• _What is expected_: Repeat the material verbatim and drop the pictures.

------------------------------------------------------------------------

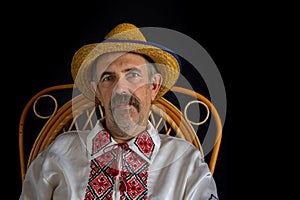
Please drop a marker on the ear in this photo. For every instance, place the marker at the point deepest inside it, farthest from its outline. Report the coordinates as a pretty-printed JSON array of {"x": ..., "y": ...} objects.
[
  {"x": 155, "y": 86},
  {"x": 95, "y": 90}
]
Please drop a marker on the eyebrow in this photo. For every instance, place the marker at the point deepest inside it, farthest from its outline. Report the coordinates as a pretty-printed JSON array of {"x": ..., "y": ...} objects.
[{"x": 123, "y": 71}]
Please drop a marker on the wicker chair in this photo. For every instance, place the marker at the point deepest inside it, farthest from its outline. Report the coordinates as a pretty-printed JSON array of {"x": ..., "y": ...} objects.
[{"x": 78, "y": 113}]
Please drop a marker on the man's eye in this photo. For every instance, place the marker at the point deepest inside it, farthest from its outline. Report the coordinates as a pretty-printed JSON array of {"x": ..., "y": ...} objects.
[
  {"x": 107, "y": 78},
  {"x": 133, "y": 74}
]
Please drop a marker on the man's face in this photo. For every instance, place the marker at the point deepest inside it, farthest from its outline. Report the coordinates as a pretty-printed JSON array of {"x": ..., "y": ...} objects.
[{"x": 125, "y": 91}]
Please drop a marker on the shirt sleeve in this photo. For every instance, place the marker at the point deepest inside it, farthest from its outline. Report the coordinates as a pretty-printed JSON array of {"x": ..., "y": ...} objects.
[
  {"x": 35, "y": 185},
  {"x": 201, "y": 184}
]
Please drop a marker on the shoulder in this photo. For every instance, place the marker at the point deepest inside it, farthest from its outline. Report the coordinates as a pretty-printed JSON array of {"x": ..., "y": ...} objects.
[
  {"x": 178, "y": 146},
  {"x": 167, "y": 140},
  {"x": 68, "y": 140}
]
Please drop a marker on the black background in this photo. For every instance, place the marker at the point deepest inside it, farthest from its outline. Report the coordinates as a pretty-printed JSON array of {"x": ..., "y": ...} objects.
[{"x": 41, "y": 38}]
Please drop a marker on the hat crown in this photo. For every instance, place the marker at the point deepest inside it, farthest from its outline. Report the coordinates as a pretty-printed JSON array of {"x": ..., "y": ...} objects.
[{"x": 126, "y": 31}]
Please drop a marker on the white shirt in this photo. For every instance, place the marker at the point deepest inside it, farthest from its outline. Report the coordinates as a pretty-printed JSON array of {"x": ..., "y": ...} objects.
[{"x": 150, "y": 166}]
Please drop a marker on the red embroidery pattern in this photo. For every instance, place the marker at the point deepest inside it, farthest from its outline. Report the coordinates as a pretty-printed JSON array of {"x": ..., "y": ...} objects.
[
  {"x": 132, "y": 175},
  {"x": 145, "y": 144}
]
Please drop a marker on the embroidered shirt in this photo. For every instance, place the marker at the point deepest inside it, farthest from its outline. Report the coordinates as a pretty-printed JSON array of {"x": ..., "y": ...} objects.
[{"x": 91, "y": 165}]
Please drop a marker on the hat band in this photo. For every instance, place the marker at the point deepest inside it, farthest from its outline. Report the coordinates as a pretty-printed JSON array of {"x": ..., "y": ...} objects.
[{"x": 148, "y": 43}]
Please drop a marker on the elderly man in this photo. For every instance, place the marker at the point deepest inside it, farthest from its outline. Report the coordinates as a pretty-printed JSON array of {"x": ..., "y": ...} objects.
[{"x": 123, "y": 156}]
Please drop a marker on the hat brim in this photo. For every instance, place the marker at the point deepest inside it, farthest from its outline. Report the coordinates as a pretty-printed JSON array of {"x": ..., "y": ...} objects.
[{"x": 167, "y": 64}]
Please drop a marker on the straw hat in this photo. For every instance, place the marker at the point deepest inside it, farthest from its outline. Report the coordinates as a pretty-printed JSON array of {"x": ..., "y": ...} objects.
[{"x": 124, "y": 37}]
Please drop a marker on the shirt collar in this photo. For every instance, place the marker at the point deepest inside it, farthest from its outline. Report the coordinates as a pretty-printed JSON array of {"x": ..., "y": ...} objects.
[{"x": 145, "y": 144}]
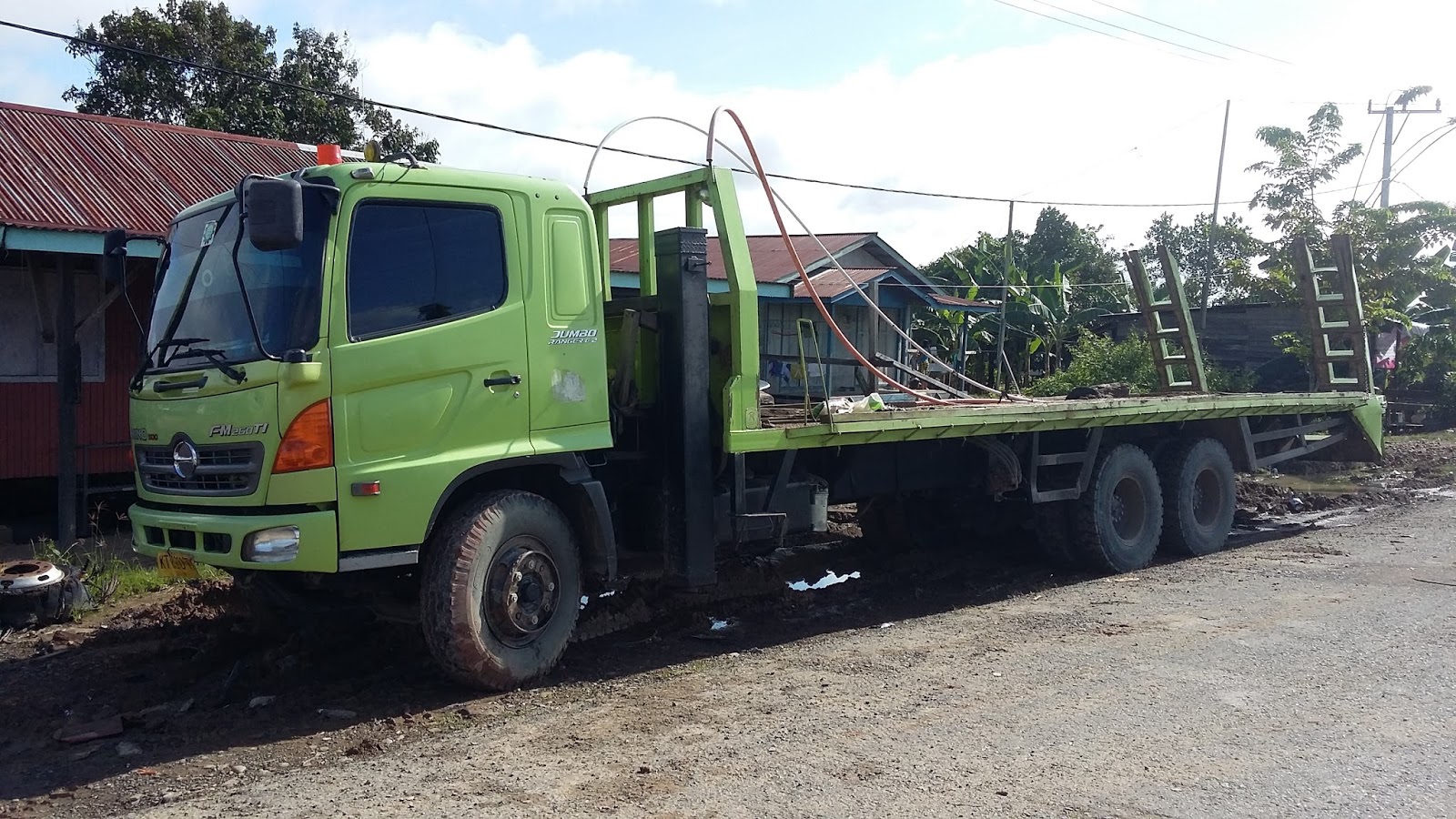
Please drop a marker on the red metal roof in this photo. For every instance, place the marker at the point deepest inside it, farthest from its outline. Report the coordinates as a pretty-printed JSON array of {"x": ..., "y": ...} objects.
[
  {"x": 832, "y": 281},
  {"x": 771, "y": 258},
  {"x": 66, "y": 171}
]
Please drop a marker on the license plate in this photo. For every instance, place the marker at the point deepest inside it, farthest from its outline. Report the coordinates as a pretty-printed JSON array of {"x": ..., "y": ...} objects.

------------------------------------------------------------------------

• _Result_:
Please drop a marker on the ear in this photo. For every instance, place the marker at the point deepest inside it, farthest from its outline. Report the coordinates as a pretty-printed JSON array of {"x": ..., "y": ...} objects.
[
  {"x": 155, "y": 86},
  {"x": 95, "y": 90}
]
Please drop a marker on the eyebrow in this photo. For every instance, place the marker at the point deepest inside it, farthest from its outline. Report the coordinates as a pretty-printed JSON array of {"x": ..., "y": ...} objects.
[{"x": 123, "y": 71}]
Please drop a marker on the wicker chair in this photo. For every instance, place the marker at the point deepest inside it, farthest from its outline. Report the coordinates as a pretty-printed JSON array of {"x": ..., "y": ...} objects.
[{"x": 78, "y": 113}]
Please drop a marker on the man's eye in this photo. For every instance, place the marker at the point deepest inside it, farthest from its outline. Report the coordinates as a pretty-printed JSON array of {"x": ..., "y": ...} objects.
[
  {"x": 107, "y": 78},
  {"x": 133, "y": 74}
]
Please drop a marker on the man's face in this photo. For every instance, place the marker at the point deepest inside it, farthest from its outline. Report the coordinates as a pretty-printed JSON array of {"x": ..., "y": ...} objects.
[{"x": 125, "y": 91}]
Please drop a marker on the shirt sleeve in this photo. For every instance, place the marker at the point deepest inside it, farthest from its outline. Report the coordinates as a pretty-printed JSON array of {"x": ..., "y": ...} objects.
[
  {"x": 35, "y": 185},
  {"x": 201, "y": 184}
]
Please drop a marker on the shoulder in this photo. For every instance, place the marker at the point deepest inside it, farthest from its outline. Report the coordinates as a pretty-printed JSON array of {"x": ..., "y": ...} objects.
[
  {"x": 178, "y": 146},
  {"x": 167, "y": 140},
  {"x": 68, "y": 140}
]
Please drop a marker on the black background in this photo. For every instance, place the marker at the point deepest inside it, farthest from its outline. Report the coordinates as a pretty-printed JSON array of {"x": ..., "y": ...} objects.
[{"x": 41, "y": 38}]
Please drop a marker on the hat crown in this photo. For every instance, place the marker at the point deepest inside it, farthest from its outline. Report the coordinates as a pretty-printed JSON array of {"x": ..., "y": ...} objects.
[{"x": 126, "y": 31}]
Please drop a marker on the white shirt in this photo. For every instance, place the marker at the point deepest inside it, farthest from its outline. Report the coordinates as a pretty-printed JSON array of {"x": ..., "y": ...} objects.
[{"x": 150, "y": 166}]
Please drop a marker on the red embroidery pattern in this photo. For every instance, place the marker at the point deepest inside it, farthest from its outline. Report the coordinates as a pretty-printed JSON array of {"x": ..., "y": ...} objects.
[
  {"x": 132, "y": 175},
  {"x": 145, "y": 144}
]
Please drop a marker on the embroidered shirt in this photo. For every instance, place the marker at the point deepest inside it, farthest from its outline. Report the coordinates as a pretty-printed JSON array of {"x": ..., "y": ...} objects.
[{"x": 91, "y": 165}]
Please drop a marker on the hat band in this photo. For every instance, place the marker at the point deepest inside it, farthest from its outline. Report the coordinates as a pretty-printed JSON array of {"x": ..., "y": ...} objects.
[{"x": 148, "y": 43}]
Please drop a marker on the elderly man in this photo. For every instance, place the marker at the point deepest inside it, farthest from its outline. Report the coordinates as a pretty-printed JSON array of {"x": ..., "y": ...} objects.
[{"x": 123, "y": 156}]
Please drop a marker on the hat brim in this photo. For every instance, place the marker at the point deepest inside it, farthest from its outline. Report the coordinates as a pretty-printed JSON array of {"x": ..., "y": ...} objects.
[{"x": 167, "y": 64}]
Please drop a marker on the straw hat in this photo. For every instance, place the marker at the point deepest inside it, farthest from its outline. Report the coordinates as a pretty-printed JSON array of {"x": ..., "y": ...} objects.
[{"x": 124, "y": 37}]
Please drop a marker on the shirt collar in this photo. For every instance, place the marker at the point deepest inside it, farthest from its outline. Report the coordinates as a pretty-printed JSON array of {"x": ..., "y": ...} objects.
[{"x": 145, "y": 144}]
Please drop a marker on the red metal roof in this photo. For every instance, place the marker at the point deepest inside it, farthest from its outline. Report the coordinates as a pretty-printed JSON array of {"x": ..., "y": ...} objects.
[
  {"x": 832, "y": 281},
  {"x": 771, "y": 258},
  {"x": 66, "y": 171}
]
Please drop a marker on the license plate in this photo. For every instance, place the marker at the point deepest inside it, farthest from its outline. Report the coordinates as a pretty-printed JSON array of {"x": ..., "y": ...} objects.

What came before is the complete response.